:: STATED EXERCISE ::
Quote verbatim the lines of the records below, starting at the line containing "Point to the live" and continuing through the end of the records.

:: Coordinate labeling data ::
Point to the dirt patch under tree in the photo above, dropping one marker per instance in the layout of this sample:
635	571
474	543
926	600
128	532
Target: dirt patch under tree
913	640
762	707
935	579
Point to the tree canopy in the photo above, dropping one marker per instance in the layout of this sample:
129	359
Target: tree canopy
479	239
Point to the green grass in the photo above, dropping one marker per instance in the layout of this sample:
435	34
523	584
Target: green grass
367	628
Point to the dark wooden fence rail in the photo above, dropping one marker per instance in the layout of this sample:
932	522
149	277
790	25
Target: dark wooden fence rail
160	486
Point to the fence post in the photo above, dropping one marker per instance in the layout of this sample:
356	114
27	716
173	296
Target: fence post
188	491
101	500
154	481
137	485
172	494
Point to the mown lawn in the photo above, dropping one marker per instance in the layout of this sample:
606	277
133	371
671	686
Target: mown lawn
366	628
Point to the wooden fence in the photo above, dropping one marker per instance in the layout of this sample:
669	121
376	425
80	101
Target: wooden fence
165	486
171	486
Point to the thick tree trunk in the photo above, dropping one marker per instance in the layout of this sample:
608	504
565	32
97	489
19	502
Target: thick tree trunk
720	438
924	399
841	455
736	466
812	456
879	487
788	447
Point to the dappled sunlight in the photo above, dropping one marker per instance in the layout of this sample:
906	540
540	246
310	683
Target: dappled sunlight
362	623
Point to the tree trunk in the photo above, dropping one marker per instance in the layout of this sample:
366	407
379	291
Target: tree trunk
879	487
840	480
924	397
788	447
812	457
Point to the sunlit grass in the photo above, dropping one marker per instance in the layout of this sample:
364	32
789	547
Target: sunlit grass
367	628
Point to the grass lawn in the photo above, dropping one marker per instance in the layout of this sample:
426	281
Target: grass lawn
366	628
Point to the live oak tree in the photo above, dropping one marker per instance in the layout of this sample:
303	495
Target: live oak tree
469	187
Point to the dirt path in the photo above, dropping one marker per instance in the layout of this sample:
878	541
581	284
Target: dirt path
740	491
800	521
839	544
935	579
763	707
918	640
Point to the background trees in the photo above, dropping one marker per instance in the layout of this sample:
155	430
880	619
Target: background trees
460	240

:: WRITTEN SOLUTION ::
Point to the live oak tree in the photo above, dropping one marker per instance in the layout of this sample:
303	495
Target: live oak tree
469	187
Point to the dirt path in the photo above, dropping one marker per instance in the layout of this sample:
878	541
581	284
Target: dirt path
740	491
800	521
839	544
935	579
763	707
918	640
Point to the background trees in the photo above, dropping one marker per instance in the layout of this sample:
155	430
880	619
Target: background trees
460	240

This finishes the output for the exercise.